··· Input data ···

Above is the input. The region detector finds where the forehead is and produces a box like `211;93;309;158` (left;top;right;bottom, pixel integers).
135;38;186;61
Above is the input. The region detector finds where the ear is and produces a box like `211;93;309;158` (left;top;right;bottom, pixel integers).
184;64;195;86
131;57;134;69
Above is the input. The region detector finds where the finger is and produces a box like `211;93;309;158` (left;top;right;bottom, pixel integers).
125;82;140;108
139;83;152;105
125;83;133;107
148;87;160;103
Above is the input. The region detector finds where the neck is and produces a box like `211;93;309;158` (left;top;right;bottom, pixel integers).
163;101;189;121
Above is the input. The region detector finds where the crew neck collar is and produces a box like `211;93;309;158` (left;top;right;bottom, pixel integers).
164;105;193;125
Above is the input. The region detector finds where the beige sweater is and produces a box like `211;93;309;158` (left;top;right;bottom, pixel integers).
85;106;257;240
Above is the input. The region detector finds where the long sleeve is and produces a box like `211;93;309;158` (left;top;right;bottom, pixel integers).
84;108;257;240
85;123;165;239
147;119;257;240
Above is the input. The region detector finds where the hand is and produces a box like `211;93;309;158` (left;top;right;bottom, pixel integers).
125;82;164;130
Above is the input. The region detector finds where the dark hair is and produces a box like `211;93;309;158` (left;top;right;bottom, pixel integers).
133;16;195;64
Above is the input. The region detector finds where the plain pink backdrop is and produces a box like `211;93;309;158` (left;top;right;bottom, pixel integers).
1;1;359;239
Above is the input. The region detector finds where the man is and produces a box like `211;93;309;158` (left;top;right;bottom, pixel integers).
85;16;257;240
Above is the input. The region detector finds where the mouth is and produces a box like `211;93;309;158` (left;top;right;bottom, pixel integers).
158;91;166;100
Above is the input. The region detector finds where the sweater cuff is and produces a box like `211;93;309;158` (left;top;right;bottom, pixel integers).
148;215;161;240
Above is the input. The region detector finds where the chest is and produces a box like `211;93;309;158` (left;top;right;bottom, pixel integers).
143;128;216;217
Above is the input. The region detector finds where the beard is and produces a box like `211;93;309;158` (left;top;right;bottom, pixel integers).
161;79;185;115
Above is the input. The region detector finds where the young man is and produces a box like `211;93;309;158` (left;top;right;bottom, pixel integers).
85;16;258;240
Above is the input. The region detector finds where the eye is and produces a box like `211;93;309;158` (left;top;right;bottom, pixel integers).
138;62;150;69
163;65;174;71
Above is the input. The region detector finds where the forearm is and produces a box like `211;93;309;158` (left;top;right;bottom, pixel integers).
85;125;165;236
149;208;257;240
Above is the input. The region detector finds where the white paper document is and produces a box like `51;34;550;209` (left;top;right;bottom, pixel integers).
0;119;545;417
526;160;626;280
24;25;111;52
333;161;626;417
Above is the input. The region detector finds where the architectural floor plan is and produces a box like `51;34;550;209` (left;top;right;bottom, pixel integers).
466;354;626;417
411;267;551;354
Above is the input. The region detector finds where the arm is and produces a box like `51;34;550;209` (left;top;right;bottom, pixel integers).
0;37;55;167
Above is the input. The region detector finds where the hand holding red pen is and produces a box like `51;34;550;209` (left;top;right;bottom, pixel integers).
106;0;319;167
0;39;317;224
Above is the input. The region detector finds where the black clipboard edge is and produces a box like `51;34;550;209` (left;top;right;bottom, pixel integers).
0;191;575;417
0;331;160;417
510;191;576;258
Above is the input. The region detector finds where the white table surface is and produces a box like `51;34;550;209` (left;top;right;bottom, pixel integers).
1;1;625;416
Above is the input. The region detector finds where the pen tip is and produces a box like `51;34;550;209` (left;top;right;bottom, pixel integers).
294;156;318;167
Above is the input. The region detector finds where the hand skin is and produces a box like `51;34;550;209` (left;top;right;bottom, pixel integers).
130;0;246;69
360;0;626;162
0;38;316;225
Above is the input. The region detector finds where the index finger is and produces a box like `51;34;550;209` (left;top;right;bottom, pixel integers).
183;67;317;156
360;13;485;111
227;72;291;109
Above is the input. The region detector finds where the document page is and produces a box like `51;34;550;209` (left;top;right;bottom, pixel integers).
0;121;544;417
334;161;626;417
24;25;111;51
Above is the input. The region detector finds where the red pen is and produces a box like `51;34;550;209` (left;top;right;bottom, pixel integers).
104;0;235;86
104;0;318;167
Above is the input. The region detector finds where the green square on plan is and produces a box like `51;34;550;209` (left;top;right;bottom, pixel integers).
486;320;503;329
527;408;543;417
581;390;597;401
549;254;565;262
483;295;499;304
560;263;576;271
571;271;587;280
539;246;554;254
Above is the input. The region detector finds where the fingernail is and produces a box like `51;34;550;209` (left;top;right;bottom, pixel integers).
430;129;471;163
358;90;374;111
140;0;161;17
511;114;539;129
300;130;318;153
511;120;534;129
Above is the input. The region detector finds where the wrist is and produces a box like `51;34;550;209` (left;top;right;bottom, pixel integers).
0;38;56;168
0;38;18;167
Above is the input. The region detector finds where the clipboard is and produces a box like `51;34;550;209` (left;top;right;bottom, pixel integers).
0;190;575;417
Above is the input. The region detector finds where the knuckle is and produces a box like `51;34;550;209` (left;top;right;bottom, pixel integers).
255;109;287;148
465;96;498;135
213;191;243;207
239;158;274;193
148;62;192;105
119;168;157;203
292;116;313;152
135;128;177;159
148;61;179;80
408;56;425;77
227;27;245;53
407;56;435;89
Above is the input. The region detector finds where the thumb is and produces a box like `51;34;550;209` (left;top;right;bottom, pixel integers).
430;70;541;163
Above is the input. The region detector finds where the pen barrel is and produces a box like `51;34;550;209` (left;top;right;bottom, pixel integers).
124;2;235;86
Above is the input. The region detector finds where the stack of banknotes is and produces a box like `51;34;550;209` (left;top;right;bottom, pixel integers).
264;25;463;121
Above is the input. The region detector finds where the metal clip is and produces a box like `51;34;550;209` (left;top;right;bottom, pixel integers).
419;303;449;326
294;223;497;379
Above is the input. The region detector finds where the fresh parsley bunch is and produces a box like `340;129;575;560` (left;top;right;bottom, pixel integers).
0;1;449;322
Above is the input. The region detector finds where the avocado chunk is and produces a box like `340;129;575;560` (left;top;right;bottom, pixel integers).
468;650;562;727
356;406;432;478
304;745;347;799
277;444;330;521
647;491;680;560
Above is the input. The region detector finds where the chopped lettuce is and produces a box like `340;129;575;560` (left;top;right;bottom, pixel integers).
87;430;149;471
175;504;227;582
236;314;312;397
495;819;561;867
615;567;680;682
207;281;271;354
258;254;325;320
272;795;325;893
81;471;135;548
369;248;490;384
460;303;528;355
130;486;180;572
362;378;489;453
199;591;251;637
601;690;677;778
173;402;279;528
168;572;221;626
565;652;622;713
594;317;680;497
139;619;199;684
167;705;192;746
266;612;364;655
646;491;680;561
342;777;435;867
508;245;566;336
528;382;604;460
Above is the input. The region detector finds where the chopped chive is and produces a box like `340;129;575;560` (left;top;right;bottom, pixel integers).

···

(Work order): Copy the entries above exactly, leaving none out.

(Task result):
Above is the input. The region detector finds where the forehead is and produces a box like `211;93;309;158` (left;top;right;bottom, pixel integers).
135;38;186;61
Above is the input. The region detector finds where the ear is and produces a box like `211;93;309;158` (left;top;right;bottom, pixel integers).
184;64;195;86
131;57;134;69
Above is the input. The region detector finds where the finger is and produces a box like `211;93;309;158` (left;top;right;bottom, pixel integers).
125;82;140;108
139;83;152;105
125;83;133;107
148;87;160;103
Above is the input. The region detector finds where the neck is and produces a box like `211;93;309;158` (left;top;right;bottom, pixel integers).
163;101;189;121
Above is the input. The region detector finds where the crew neck collar is and produces a box like `211;93;309;158` (left;top;right;bottom, pixel integers).
164;105;193;125
Above is the input. The region detector finds where the beige sweater is and produces a box like `211;93;309;158` (left;top;right;bottom, pixel integers).
85;106;257;240
Above is the input. The region detector finds where the long sleeve is and produces a box like `211;93;309;158` (left;top;right;bottom, pixel integers).
84;108;257;240
85;123;165;239
147;119;257;240
Above is the input. The region detector finds where the hand is and produces a box like `211;93;309;158` (left;top;right;bottom, pixel integers).
125;82;164;130
Above is the input. The region detector finds where the dark hair is and produces a box like `211;93;309;158` (left;top;right;bottom, pixel integers).
133;16;195;64
Above is the input. The region detector finds where the plain pink backdrop is and produces a box like `211;93;309;158` (left;top;right;bottom, pixel integers).
1;1;359;239
Above is the input. The region detector finds where the man is and produces a box like `211;93;309;158` (left;top;right;bottom, pixel integers).
85;16;257;240
Above is the input. The region detector finds where the mouth is and produces a box like `211;93;309;158` (left;top;right;bottom, pixel integers).
158;91;166;100
Above is the input. The region detector finds where the sweater cuff is and produces a box like `211;93;309;158` (left;top;right;bottom, pixel integers).
148;215;161;240
Above is the input. The region detector finds where the chest is and produces a box like `211;93;309;158` (left;top;right;bottom, pixel integers).
143;128;216;217
Above is the input. The region detector finds where the beard is and produces a box like `211;93;309;158` (left;top;right;bottom, pixel integers).
161;79;185;115
Above is the input. The region detector finds where the young man is and produces a box like `211;93;309;158` (left;top;right;bottom, pixel integers).
85;16;258;240
Above is the input. The region detector finds where the eye is and produces a box like `211;93;309;158` (left;top;right;bottom, pixel integers).
138;62;150;69
163;65;174;71
Above is the input. The region detector finds where the forearm is and produces a box like `211;93;309;158` (left;top;right;bottom, pixel integers).
85;125;165;236
149;208;257;240
Above is the input. The region detector finds where the white paper document is and produces a box like `51;34;550;209` (left;top;right;bottom, pixel integers).
0;119;545;417
526;160;626;280
24;25;111;52
333;161;626;417
Above is the input. The region detector finds where the architectural floor plan is and produces a box like `51;34;550;209` (left;top;right;bottom, pixel integers).
466;354;626;417
411;267;551;354
Above is the input. The region detector finds where the arm is and produces a box like `51;34;550;209` (left;top;right;bottom, pixel integers).
0;37;55;167
Above is the input. The region detector finds where the hand holding red pen is and produces a box like `51;34;550;209` (left;top;right;bottom, pixel integers).
106;0;319;167
0;39;317;224
Above is the input. The region detector finds where the black clipboard edge is and produces a box like `51;34;550;209` (left;top;right;bottom, pixel integers).
0;191;575;417
0;331;160;417
510;191;576;258
Above is the input. The region detector finds where the white table surface is and produces a box like `51;34;550;209` (left;top;right;bottom, pixel integers).
1;1;625;416
Above is the input. The region detector finds where the pen tip is and produces a box like `51;34;550;209` (left;top;right;bottom, pixel integers).
294;156;318;167
Above is the input. The region detector finds where the hand skin is and produces a box like `51;34;550;209` (left;top;right;bottom, pixel integers).
130;0;246;69
360;0;626;162
0;38;316;225
Above is the input. The region detector finds where the index finger is and produces a box like `51;34;550;209` (left;top;right;bottom, pixel integers).
183;67;317;156
360;13;485;111
227;72;291;109
Above is the input. The region detector finds where the document page is and produces a box like `51;34;550;209` (left;top;right;bottom, pixel integers).
0;121;544;417
334;161;626;417
24;25;111;51
Above is the input. The region detector finds where the red pen is and produces a box like `51;34;550;209` (left;top;right;bottom, pixel integers).
104;0;235;86
104;0;318;167
Above is the input. The region detector finds where the green square on plan is and produces a box like `51;34;550;209` (left;top;right;bottom, pixel integers).
486;320;503;329
527;408;543;417
581;390;597;401
549;254;565;262
483;295;499;304
560;263;576;271
571;271;587;280
539;246;554;254
Above is the input. The region detector finds where the fingernail is and produces a box like `51;34;550;209` (left;top;right;bottom, pixel integers).
430;129;471;163
358;90;374;111
140;0;161;17
511;114;539;129
300;130;318;153
511;120;534;129
Above is the input. The region detector finds where the wrist is and produces a box like `51;34;550;209` (left;top;right;bottom, pixel integers).
0;38;56;168
0;38;18;167
Above is the input. The region detector finds where the clipboard is and produces a box like `51;34;550;209` (left;top;right;bottom, pixel integers).
0;190;575;417
Above is the input. The region detector finds where the knuckle is and produces a box like `51;34;550;209` (left;top;right;bottom, pixel integers).
255;109;287;148
465;96;498;135
213;191;243;207
239;158;274;193
148;62;192;105
119;168;157;203
292;116;313;152
135;128;177;159
148;61;179;80
408;56;425;77
227;27;245;53
407;56;435;89
Above is the input. The region detector finds where the thumb is and produces a box like `51;34;550;209` (left;top;right;bottom, pixel integers).
430;70;541;163
Above is the input. The region detector finds where the pen barrel is and produces a box like `51;34;550;209` (left;top;right;bottom, pixel integers).
124;2;235;86
Above is the input. The region detector finds where the stack of banknotes is and produces a box like `51;34;550;209` (left;top;right;bottom, pixel integers).
264;25;463;121
Above is the input. The region detector finds where the metal clip is and produces a box like `51;34;550;209` (left;top;right;bottom, pixel integers).
419;303;449;326
294;223;497;379
Above is the input. The region detector finds where the fresh parsley bunch is and produces a box like `340;129;575;560` (left;top;right;bottom, pixel integers).
0;1;449;322
Above is the input. The region detector finds where the avocado chunk is and produces a box like `340;129;575;560` (left;top;right;bottom, pixel integers).
468;650;562;727
356;406;432;478
304;745;347;799
277;444;330;521
647;491;680;560
Above is the input. The region detector finds where the chopped lettuce is and produces a box like `340;129;575;560` (left;top;right;bottom, pixel integers).
87;430;149;471
175;504;227;582
236;314;312;397
495;819;561;867
615;567;680;682
207;281;271;354
258;254;325;320
272;795;325;893
81;471;135;548
369;248;490;384
460;303;528;355
130;486;180;572
362;378;489;453
199;591;251;637
601;690;677;778
173;402;279;528
168;572;221;626
565;652;622;713
594;317;680;497
139;619;199;684
167;705;192;746
266;612;364;655
646;491;680;561
342;777;435;867
508;245;566;336
528;382;604;460
Above is the input. The region detector finds where the chopped chive is and produces a box like `340;129;575;560` (left;top;right;bottom, pixel integers).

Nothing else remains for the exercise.